━━━ SUPPLIED DATA
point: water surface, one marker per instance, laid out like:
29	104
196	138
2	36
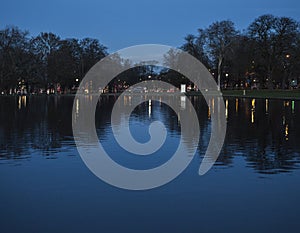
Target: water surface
253	187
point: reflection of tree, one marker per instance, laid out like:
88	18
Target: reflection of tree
264	142
24	128
269	142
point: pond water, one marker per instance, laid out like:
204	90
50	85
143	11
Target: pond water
253	187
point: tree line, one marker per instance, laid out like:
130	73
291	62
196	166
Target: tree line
45	62
265	55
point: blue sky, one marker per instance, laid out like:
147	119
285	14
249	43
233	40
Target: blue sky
118	24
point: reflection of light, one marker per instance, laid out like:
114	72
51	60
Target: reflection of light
19	102
182	102
77	106
253	111
24	100
252	116
129	100
150	108
287	132
253	104
226	109
286	103
213	105
209	110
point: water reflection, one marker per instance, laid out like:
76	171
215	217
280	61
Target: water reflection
264	132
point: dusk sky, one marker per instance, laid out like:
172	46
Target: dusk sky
118	24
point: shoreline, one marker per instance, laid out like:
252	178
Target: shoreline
257	94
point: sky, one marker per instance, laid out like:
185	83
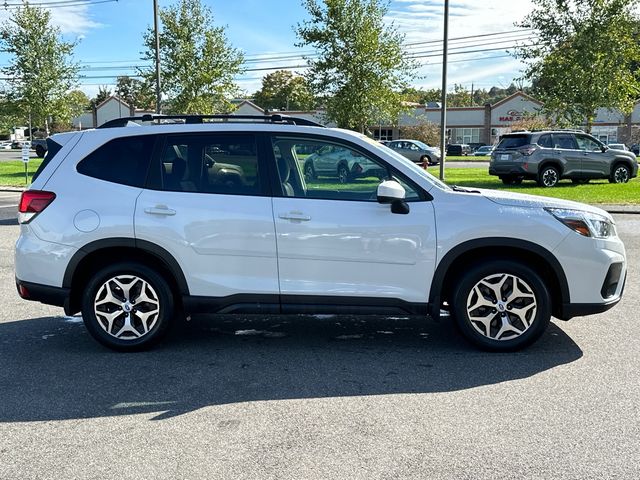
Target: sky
110	32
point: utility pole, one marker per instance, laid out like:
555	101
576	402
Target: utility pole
443	107
157	35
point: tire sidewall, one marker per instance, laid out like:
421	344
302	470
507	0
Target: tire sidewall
157	282
480	271
544	170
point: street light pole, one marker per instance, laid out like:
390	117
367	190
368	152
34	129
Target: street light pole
443	100
157	39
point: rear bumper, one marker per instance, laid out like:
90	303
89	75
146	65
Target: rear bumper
47	294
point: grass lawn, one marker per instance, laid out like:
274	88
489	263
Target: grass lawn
467	158
12	173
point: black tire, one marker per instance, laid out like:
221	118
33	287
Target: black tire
40	151
157	290
620	173
309	172
548	177
511	180
529	283
343	173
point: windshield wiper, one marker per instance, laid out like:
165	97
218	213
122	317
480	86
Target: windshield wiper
456	188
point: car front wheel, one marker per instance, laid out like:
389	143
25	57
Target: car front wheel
127	306
620	174
501	305
549	177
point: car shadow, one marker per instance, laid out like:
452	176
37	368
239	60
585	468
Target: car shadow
53	370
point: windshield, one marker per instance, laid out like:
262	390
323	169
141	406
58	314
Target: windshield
513	141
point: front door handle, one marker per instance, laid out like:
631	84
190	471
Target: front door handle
160	210
296	216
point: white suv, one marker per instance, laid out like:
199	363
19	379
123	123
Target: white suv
135	226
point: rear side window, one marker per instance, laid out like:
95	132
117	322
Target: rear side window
52	150
122	160
513	141
545	141
564	140
211	163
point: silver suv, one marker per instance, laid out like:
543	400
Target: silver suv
549	156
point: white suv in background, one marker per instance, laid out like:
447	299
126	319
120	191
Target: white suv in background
135	226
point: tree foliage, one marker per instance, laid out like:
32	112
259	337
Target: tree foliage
40	70
282	90
136	93
198	64
360	68
104	92
586	57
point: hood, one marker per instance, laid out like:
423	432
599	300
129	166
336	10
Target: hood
534	201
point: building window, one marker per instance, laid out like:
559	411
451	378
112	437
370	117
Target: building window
384	134
465	135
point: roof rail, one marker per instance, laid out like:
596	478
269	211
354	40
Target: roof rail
196	119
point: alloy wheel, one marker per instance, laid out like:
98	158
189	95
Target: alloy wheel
621	174
501	306
127	307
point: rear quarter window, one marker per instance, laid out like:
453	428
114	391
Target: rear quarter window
52	150
514	141
122	160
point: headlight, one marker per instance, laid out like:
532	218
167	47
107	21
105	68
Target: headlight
585	223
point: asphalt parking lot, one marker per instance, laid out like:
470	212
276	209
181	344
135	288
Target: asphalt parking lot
317	397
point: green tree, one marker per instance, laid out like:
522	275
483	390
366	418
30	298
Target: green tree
137	93
282	90
361	68
40	70
71	105
584	58
198	65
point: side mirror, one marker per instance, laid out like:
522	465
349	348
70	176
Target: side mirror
391	192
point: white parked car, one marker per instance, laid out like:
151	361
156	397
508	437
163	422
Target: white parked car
136	226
━━━━━━
◆ WHAT IS NEEDED ◆
Before handing back the copy, remove the pictures; otherwise print the data exactly.

◆ TASK RESPONSE ◆
point: water surface, one marker per instance, laid out like:
29	104
196	138
2	36
Target: water surface
253	187
point: reflection of tree, one marker per instance, laid out like:
88	18
Target: reflection of tree
264	142
24	128
269	142
point: pond water, one marker per instance, laid out like:
204	90
50	85
143	11
Target: pond water
253	187
point: tree line, one marker per instance, laid out like:
130	73
291	62
196	166
Target: tree line
45	62
265	55
point: blue sky, one marker per instance, laid out like:
147	119
285	14
249	43
233	40
Target: blue sky
118	24
point: reflection of light, one marker per instance, laid out like:
114	72
51	60
Target: reflection of light
19	102
182	102
77	106
253	111
24	100
252	116
129	100
150	108
287	132
253	104
226	109
286	103
213	105
209	110
point: water reflection, one marker per instance, laid out like:
76	171
215	217
280	61
Target: water reflection
264	132
point: dusk sky, one marker per instance, laid out like:
172	46
Target: dusk sky
118	24
point: shoreline, one marker per instance, laid out like:
252	178
Target: shoreline
257	94
point: sky, one marker per instance, laid out like:
185	83
Target: sky
110	32
point: utility pole, one marker per instance, laid out like:
555	101
576	402
Target: utility pole
443	107
157	35
point: tire sidewall, one marker per instance, laid out like:
421	344
302	470
507	0
Target: tire sidewall
157	282
480	271
544	170
point: street light pole, one marker per instance, laid out like:
390	117
367	190
368	152
34	129
Target: street light pole
443	100
157	39
point: rear bumper, one marker per instance, laid out like:
90	303
89	75
146	65
Target: rear bumper
47	294
point: grass lawn, one marker per instance, laid out like:
274	88
489	263
Target: grass lawn
467	158
12	173
point: black tire, one marker per instance, laid out like:
221	118
33	287
Target: black tire
40	151
157	290
620	173
309	172
548	177
511	180
529	283
343	173
point: windshield wiper, one marker per instance, laid out like:
165	97
218	213
122	317
480	86
Target: windshield wiper
456	188
point: car front wheel, one marker per instance, laid out like:
389	143
25	57
Target: car front wheel
127	306
620	174
501	305
549	177
point: car shadow, one marker per instance, laid out like:
452	176
37	368
239	60
585	468
Target: car shadow
53	370
point: windshield, one marker per instance, laid out like:
262	390
323	169
141	406
58	314
Target: windshield
513	141
point: front door handle, one marker per instance, laid out like:
631	84
190	471
Target: front door handle
160	210
296	216
point: white suv, one marker per instance, laid out like:
199	363
19	379
123	123
Target: white suv
135	226
point: rear side window, one marker per instance, laid out like:
95	132
117	322
Target: rear side window
52	150
122	160
513	141
545	141
564	140
211	163
point: silver suv, one marker per instance, laid out like:
543	400
Target: silver suv
549	156
point: white suv in background, one marker per instance, laid out like:
447	299
126	319
120	191
Target: white suv in background
135	226
point: tree foliage, one marker per instance, laid out like:
32	112
259	337
Target: tree foliage
40	70
282	90
136	93
198	64
360	68
104	92
586	57
point: hood, one marker per instance, laid out like:
423	432
599	300
129	166
336	10
Target: hood
534	201
point: building window, one marker per instance, laid out like:
559	411
451	378
112	437
370	117
Target: building window
384	134
465	135
point: roof rail, one marker per instance, laid out like:
596	478
269	211
354	40
Target: roof rail
196	119
point: alloy wheel, one marker per instance, laid out like:
98	158
189	95
Target: alloy wheel
621	174
501	306
127	307
point: rear quarter window, one marker per instance, laid out like:
453	428
114	391
Target: rear quarter window
52	150
514	141
122	160
point: headlight, one marker per instance, laid out like:
532	218
167	47
107	21
105	68
Target: headlight
585	223
point: asphalt parking lot, one marker per instance, laid out like:
470	212
276	209
181	344
135	288
Target: asphalt parking lot
317	397
point: green tree, one marker per instance, laid out like:
522	275
483	390
366	418
30	298
Target: green tree
137	93
282	90
361	68
40	70
71	105
584	58
198	65
point: side mirror, one marker per instance, laid out like:
522	465
349	348
70	176
Target: side mirror
391	192
point: white parked car, one marker per instance, laid out like:
151	361
156	397
508	437
163	422
Target: white parked car
136	226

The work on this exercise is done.